#### [Assignment]
Rewrite the race blog passage starting with "It was a great" and going on through "PR than dancing?", putting "3 hours" in place of "2 hours".

After the race we headed to a local bar ("Phlanges?" was what we heard over the phone, actual name of the bar: Sliante) was St. Patrick's Day, after all! And so I enjoyed a porter and basked in that PR glow.
Post race celebrations: basically the only reason we run. PS, those are not our medals from the race, but random beads that we were given at the bar. 

It was a great day, overall. But the most ridiculous part of the day was yet to come...because as soon as I got back to Boston, I'll give you one guess as to where I was headed. I'll give you a hint: it involved dancing for 2 hours straight. That's right, we had our first full runthrough with the band for Heartbeat! And really, what better way to cap off a half marathon PR than dancing?

New Bedford Half Marathon - 3/17/13
New Bedford, MA
547/3135 overall
54/384 F20-29

Friday, April 26, 2013


[As with everything that I do on this blog these days, this comes way after the fact - I contemplated not writing anything, but it felt odd to just move on to the next race report without mentioning Boston in some way]

I wore my 2010 Boston jacket to work on Marathon Monday because I was thinking about everyone who was running the race. And truth be told, as I watched the elite races unfold and excitedly checked my phone for updates on all of my GBTC teammates between patients, watching as several friends ran incredible races, I was a little jealous that I wasn't racing. I texted my friend Joy - "Uh oh, I think I might want to do another marathon!" I was caught up in the excitement, even though I wasn't actually there for the first time in 4 years. I couldn't have guessed that all of that excitement would be transformed into sadness and anger by the end of the day, and that the jacket that I had put on that morning in solidarity with the marathoners would take on a whole new meaning.

There's so much I could have written over the past couple of weeks, and saying it now would really only be repeating things that have already been said. My personal favorite piece is this one: But I can tell you that when I walked into the waiting room to get my next patient and saw those headlines, those images on CNN, I felt like I had been absolutely punched in the gut. Many people have spoken about how runners, as a community, have really felt the effects of these events very personally, as we are such a tight knit community and the marathon is such a joyous celebration of that. I was right on board with those sentiments, but there was another reason that I think I was hit harder by all of this than I have been by any other atrocity that has taken place in my lifetime. And that's because in that moment, I realized that Boston is my home. You never imagine that something so horrifying could happen somewhere that you live - in a race you've run, where friends have stood to cheer for you, on a street you walk down every week to get to track practice. And seeing those familiar places turned into a warzone was horrifying. My heart ached for the families, the victims, the runners who didn't get to finish and those who saw their achievements overshadowed by people who seem to believe that by causing chaos that they will prove some kind of point. And as many have said, Boston has clearly shown that we are stronger than that.

Referring expression pointing data
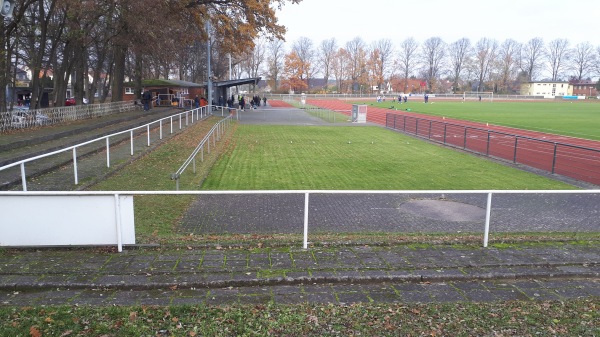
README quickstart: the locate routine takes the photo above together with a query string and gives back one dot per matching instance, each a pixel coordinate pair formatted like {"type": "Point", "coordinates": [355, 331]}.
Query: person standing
{"type": "Point", "coordinates": [146, 99]}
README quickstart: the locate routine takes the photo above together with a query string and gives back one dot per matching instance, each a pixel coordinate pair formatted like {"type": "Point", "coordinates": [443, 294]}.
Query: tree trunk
{"type": "Point", "coordinates": [138, 75]}
{"type": "Point", "coordinates": [118, 75]}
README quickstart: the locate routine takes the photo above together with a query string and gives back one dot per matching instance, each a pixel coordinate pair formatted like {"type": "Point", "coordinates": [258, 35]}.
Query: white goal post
{"type": "Point", "coordinates": [478, 95]}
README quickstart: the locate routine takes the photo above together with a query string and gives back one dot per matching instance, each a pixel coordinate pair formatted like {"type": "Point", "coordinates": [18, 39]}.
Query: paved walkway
{"type": "Point", "coordinates": [343, 274]}
{"type": "Point", "coordinates": [319, 275]}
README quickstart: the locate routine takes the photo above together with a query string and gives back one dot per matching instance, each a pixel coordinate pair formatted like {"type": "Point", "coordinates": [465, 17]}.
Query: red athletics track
{"type": "Point", "coordinates": [568, 156]}
{"type": "Point", "coordinates": [274, 103]}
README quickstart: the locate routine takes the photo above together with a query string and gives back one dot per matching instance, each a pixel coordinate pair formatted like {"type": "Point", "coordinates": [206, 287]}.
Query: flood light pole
{"type": "Point", "coordinates": [209, 82]}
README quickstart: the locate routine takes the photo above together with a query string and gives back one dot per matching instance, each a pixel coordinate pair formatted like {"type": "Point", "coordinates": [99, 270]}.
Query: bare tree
{"type": "Point", "coordinates": [341, 65]}
{"type": "Point", "coordinates": [485, 55]}
{"type": "Point", "coordinates": [380, 60]}
{"type": "Point", "coordinates": [433, 53]}
{"type": "Point", "coordinates": [357, 61]}
{"type": "Point", "coordinates": [407, 58]}
{"type": "Point", "coordinates": [558, 54]}
{"type": "Point", "coordinates": [303, 47]}
{"type": "Point", "coordinates": [275, 56]}
{"type": "Point", "coordinates": [458, 52]}
{"type": "Point", "coordinates": [531, 57]}
{"type": "Point", "coordinates": [325, 55]}
{"type": "Point", "coordinates": [583, 60]}
{"type": "Point", "coordinates": [507, 63]}
{"type": "Point", "coordinates": [254, 60]}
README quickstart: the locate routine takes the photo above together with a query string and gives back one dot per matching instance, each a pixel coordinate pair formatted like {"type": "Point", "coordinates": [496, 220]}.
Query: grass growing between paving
{"type": "Point", "coordinates": [570, 318]}
{"type": "Point", "coordinates": [569, 118]}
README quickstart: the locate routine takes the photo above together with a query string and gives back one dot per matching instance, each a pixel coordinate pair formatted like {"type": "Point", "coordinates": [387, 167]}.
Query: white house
{"type": "Point", "coordinates": [548, 89]}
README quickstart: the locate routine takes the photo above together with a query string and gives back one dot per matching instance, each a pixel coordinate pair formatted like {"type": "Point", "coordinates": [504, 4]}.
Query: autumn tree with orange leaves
{"type": "Point", "coordinates": [110, 40]}
{"type": "Point", "coordinates": [294, 73]}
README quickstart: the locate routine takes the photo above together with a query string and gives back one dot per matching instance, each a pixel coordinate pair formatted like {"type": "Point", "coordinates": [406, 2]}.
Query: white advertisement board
{"type": "Point", "coordinates": [70, 220]}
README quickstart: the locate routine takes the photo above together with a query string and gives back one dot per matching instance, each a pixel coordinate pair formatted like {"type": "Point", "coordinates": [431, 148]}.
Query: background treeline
{"type": "Point", "coordinates": [462, 65]}
{"type": "Point", "coordinates": [98, 44]}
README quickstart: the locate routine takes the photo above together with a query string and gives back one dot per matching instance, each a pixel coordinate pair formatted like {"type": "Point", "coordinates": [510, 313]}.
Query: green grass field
{"type": "Point", "coordinates": [575, 119]}
{"type": "Point", "coordinates": [361, 158]}
{"type": "Point", "coordinates": [284, 157]}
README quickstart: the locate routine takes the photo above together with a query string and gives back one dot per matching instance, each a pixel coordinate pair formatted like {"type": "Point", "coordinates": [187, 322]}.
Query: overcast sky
{"type": "Point", "coordinates": [521, 20]}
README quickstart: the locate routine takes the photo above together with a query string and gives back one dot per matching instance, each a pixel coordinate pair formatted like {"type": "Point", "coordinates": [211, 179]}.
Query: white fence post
{"type": "Point", "coordinates": [75, 166]}
{"type": "Point", "coordinates": [488, 212]}
{"type": "Point", "coordinates": [107, 152]}
{"type": "Point", "coordinates": [305, 241]}
{"type": "Point", "coordinates": [118, 222]}
{"type": "Point", "coordinates": [23, 177]}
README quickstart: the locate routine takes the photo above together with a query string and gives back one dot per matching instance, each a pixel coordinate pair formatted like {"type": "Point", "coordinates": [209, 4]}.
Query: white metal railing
{"type": "Point", "coordinates": [188, 117]}
{"type": "Point", "coordinates": [287, 97]}
{"type": "Point", "coordinates": [215, 133]}
{"type": "Point", "coordinates": [22, 117]}
{"type": "Point", "coordinates": [7, 217]}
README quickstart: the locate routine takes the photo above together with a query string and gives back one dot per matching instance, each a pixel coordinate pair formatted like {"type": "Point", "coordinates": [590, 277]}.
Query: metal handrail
{"type": "Point", "coordinates": [215, 132]}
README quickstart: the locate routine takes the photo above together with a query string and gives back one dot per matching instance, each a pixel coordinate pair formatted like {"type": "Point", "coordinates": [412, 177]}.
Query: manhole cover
{"type": "Point", "coordinates": [444, 210]}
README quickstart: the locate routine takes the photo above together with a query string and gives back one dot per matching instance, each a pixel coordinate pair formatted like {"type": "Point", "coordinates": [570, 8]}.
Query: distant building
{"type": "Point", "coordinates": [584, 88]}
{"type": "Point", "coordinates": [547, 89]}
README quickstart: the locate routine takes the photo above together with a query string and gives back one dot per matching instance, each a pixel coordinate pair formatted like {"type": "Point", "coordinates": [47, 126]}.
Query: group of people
{"type": "Point", "coordinates": [254, 102]}
{"type": "Point", "coordinates": [400, 99]}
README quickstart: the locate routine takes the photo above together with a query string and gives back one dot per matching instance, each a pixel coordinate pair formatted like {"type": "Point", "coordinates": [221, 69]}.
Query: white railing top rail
{"type": "Point", "coordinates": [191, 192]}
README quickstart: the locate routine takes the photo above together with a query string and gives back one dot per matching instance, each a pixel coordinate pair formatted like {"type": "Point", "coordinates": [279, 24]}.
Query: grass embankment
{"type": "Point", "coordinates": [568, 118]}
{"type": "Point", "coordinates": [571, 318]}
{"type": "Point", "coordinates": [156, 216]}
{"type": "Point", "coordinates": [299, 157]}
{"type": "Point", "coordinates": [287, 158]}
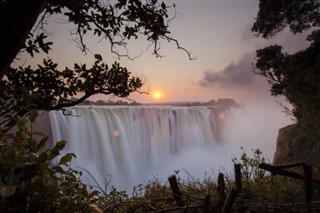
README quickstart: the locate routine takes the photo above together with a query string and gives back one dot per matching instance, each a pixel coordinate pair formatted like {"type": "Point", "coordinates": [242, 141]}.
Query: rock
{"type": "Point", "coordinates": [293, 148]}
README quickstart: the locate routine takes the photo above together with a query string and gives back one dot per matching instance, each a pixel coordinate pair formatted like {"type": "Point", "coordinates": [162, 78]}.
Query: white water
{"type": "Point", "coordinates": [132, 145]}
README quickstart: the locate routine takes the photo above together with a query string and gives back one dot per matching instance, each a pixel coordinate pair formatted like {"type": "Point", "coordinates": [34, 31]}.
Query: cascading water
{"type": "Point", "coordinates": [131, 145]}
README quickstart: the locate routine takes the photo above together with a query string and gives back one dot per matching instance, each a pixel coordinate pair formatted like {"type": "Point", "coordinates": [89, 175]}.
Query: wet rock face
{"type": "Point", "coordinates": [284, 152]}
{"type": "Point", "coordinates": [292, 148]}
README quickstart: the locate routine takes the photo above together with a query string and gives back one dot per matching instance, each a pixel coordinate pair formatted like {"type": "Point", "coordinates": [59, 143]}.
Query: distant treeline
{"type": "Point", "coordinates": [221, 102]}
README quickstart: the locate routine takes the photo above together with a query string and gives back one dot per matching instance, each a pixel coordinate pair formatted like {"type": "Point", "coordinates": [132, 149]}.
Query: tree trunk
{"type": "Point", "coordinates": [16, 20]}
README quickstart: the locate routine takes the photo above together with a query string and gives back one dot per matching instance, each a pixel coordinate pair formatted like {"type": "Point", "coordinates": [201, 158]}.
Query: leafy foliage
{"type": "Point", "coordinates": [47, 88]}
{"type": "Point", "coordinates": [29, 182]}
{"type": "Point", "coordinates": [275, 15]}
{"type": "Point", "coordinates": [295, 76]}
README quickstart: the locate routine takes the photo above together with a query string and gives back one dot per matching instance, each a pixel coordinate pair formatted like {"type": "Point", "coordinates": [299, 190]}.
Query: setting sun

#### [Output]
It was a great day, overall. But the most ridiculous part of the day was yet to come...because as soon as I got back to Boston, I'll give you one guess as to where I was headed. I'll give you a hint: it involved dancing for 3 hours straight. That's right, we had our first full runthrough with the band for Heartbeat! And really, what better way to cap off a half marathon PR than dancing?